PROBLEM STATEMENT: Output nothing but the lines from the line with "Dear assistant, the user would like the blonde" through the end of the listing below, both ends included.

TASK DATA:
..............................
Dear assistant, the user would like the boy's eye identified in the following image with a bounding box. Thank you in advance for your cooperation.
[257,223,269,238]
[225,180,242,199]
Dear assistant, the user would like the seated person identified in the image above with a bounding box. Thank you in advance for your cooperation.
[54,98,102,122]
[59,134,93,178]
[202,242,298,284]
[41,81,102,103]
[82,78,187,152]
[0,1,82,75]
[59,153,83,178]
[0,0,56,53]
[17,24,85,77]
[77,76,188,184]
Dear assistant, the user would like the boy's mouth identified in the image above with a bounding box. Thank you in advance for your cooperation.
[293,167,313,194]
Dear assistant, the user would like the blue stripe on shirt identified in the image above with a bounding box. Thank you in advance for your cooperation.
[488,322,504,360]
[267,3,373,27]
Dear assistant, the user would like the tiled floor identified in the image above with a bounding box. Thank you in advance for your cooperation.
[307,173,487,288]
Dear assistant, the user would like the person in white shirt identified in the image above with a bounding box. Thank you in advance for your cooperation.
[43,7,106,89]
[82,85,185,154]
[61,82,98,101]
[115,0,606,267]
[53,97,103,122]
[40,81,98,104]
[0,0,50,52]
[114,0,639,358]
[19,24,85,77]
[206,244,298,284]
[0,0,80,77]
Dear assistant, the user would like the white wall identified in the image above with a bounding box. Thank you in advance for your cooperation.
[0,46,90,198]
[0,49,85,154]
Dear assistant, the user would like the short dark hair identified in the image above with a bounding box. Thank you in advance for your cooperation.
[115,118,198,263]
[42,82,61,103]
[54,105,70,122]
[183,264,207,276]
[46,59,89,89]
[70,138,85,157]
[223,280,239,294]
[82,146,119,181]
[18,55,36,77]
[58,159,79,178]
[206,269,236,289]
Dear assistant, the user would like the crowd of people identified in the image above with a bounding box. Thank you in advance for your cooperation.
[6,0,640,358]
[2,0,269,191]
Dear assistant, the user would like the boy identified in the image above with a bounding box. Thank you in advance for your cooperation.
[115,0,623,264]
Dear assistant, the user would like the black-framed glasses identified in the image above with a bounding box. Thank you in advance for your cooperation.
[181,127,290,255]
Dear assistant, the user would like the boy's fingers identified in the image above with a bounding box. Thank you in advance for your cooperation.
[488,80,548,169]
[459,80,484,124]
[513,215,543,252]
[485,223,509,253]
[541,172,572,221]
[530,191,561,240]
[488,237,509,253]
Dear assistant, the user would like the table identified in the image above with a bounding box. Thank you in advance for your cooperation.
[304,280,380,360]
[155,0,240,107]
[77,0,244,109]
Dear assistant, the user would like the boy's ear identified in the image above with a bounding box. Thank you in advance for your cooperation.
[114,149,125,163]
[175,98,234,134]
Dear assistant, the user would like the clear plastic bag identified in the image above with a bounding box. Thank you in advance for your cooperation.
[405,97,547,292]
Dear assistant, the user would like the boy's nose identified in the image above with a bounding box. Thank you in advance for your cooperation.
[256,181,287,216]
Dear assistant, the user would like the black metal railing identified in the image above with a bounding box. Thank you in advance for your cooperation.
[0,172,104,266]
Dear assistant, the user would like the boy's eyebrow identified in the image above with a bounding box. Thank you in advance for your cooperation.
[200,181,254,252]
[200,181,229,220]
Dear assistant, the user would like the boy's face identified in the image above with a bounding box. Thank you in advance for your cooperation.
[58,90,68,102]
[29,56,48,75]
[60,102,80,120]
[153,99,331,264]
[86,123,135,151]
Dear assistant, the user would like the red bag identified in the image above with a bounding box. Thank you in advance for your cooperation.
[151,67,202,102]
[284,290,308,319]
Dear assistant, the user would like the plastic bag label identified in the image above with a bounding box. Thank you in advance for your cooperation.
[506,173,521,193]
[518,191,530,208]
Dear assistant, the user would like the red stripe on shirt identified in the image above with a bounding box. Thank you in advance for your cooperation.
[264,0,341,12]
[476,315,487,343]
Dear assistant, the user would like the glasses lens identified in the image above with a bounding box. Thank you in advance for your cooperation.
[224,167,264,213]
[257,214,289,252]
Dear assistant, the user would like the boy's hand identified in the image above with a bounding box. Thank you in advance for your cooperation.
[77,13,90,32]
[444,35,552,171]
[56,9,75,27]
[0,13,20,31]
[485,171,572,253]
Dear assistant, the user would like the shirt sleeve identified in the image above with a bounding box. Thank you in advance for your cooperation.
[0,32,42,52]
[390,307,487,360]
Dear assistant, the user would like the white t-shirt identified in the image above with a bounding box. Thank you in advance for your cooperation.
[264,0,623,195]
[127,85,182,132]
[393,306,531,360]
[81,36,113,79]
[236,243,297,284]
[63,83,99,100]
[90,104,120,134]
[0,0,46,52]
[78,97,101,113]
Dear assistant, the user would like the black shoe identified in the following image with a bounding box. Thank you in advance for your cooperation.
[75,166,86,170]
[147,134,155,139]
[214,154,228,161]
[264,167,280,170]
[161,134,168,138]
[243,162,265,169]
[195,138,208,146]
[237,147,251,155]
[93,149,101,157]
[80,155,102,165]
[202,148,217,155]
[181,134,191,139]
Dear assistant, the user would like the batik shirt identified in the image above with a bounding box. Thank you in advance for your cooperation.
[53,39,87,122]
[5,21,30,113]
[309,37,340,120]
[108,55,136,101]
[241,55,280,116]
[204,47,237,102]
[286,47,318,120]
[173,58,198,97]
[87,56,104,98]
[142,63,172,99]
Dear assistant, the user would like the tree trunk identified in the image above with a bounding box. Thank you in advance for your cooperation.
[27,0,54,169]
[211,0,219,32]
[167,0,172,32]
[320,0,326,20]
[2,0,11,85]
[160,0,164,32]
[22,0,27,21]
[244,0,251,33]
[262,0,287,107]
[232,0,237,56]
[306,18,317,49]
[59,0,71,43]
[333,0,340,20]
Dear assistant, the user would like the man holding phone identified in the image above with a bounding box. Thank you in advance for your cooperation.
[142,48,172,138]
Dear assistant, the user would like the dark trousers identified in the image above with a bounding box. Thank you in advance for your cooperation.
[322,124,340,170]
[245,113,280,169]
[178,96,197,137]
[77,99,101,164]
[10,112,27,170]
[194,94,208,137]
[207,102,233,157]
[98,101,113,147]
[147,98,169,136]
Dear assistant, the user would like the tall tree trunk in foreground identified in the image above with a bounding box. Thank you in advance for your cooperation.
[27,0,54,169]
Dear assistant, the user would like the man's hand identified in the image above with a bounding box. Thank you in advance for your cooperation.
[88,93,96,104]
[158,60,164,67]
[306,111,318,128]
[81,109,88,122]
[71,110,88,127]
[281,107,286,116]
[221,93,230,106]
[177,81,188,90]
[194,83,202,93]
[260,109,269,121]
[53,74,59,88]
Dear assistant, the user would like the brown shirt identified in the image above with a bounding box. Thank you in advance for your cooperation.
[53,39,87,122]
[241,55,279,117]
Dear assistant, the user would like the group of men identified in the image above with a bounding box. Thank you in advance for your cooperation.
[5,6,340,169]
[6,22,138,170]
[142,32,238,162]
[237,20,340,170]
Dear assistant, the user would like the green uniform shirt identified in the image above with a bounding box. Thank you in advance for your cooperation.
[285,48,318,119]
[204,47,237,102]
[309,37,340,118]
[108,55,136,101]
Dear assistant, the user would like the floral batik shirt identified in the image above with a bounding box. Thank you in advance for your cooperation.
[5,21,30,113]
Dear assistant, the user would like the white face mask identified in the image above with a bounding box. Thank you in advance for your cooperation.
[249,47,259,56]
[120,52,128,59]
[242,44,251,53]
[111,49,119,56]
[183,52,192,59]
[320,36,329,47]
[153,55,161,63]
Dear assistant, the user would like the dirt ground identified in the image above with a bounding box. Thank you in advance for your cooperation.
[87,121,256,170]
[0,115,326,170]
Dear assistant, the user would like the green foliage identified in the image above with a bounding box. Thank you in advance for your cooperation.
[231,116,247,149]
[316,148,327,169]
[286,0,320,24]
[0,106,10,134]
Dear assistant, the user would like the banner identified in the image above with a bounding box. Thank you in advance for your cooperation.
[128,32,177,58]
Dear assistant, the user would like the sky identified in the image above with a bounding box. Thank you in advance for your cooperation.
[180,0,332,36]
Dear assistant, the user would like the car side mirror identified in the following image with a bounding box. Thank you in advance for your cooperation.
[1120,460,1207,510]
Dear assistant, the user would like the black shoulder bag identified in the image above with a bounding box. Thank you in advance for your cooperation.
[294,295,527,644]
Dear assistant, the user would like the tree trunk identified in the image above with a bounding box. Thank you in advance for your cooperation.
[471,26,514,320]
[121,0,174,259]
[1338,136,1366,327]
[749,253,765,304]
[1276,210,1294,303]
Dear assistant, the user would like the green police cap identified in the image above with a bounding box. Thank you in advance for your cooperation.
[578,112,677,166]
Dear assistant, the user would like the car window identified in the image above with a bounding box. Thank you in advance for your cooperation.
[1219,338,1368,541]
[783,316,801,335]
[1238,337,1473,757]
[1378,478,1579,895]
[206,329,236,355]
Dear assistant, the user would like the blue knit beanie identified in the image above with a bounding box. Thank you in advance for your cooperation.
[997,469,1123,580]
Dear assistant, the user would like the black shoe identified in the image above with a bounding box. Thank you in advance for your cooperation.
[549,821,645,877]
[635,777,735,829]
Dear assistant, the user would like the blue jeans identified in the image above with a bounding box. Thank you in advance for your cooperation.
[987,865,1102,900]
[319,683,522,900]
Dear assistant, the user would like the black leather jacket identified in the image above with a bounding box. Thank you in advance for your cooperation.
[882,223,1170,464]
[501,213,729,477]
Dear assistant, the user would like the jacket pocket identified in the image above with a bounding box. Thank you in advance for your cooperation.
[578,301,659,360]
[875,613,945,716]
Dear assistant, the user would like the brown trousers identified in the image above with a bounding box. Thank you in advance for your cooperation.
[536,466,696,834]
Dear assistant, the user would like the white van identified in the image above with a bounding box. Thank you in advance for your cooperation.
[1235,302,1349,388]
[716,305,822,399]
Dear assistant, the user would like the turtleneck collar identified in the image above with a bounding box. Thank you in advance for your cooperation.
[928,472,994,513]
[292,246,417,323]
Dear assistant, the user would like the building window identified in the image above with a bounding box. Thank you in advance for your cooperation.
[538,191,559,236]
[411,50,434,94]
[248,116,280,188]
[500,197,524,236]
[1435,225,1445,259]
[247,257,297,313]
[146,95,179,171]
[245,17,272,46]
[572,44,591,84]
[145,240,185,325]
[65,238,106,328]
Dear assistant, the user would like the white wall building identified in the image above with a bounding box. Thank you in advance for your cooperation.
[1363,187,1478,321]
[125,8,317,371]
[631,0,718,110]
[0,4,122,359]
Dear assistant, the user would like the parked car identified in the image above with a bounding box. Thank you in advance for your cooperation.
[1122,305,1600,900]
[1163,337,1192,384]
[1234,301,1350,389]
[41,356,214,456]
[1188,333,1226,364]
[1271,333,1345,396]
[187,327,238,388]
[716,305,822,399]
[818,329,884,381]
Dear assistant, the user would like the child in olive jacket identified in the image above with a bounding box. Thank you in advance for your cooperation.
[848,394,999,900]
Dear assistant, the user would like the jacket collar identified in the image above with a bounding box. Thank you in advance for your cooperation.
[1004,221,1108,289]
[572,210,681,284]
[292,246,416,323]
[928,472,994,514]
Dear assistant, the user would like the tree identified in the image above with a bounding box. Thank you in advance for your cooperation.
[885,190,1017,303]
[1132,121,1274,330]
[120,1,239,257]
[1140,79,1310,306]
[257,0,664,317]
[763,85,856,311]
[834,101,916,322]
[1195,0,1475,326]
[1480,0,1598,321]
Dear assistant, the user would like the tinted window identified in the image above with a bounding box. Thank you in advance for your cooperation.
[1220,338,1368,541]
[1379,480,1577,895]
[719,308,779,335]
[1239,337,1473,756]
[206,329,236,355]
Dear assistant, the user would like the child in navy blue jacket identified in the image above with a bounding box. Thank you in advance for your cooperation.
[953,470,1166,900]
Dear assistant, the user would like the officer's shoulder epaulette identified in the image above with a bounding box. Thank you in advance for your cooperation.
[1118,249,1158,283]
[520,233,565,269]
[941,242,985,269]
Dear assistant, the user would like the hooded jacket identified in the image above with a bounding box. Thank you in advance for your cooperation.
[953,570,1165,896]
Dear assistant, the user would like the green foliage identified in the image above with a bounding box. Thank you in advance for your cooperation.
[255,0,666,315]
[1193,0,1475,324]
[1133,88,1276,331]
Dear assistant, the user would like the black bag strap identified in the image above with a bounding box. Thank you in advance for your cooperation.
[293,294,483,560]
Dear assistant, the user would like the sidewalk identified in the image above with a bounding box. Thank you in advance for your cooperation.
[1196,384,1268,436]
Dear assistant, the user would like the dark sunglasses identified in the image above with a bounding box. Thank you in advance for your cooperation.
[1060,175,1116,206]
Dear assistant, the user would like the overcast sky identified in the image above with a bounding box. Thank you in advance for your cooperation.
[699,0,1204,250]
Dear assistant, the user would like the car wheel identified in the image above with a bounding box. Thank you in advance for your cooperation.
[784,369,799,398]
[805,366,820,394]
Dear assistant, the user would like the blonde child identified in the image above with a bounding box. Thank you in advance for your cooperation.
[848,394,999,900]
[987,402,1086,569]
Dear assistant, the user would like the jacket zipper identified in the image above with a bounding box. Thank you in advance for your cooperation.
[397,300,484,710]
..............................
OUTPUT FOR THIS TASK:
Dear assistant, the user would like the blonde child identified in the image above with a bounding box. Thank you in advance for your cooperation.
[848,394,999,900]
[987,402,1086,569]
Dear assistant, the user would like the jacket zipper identified in the image above with a bounding box. Thank you in advance for your cooperation.
[397,300,484,710]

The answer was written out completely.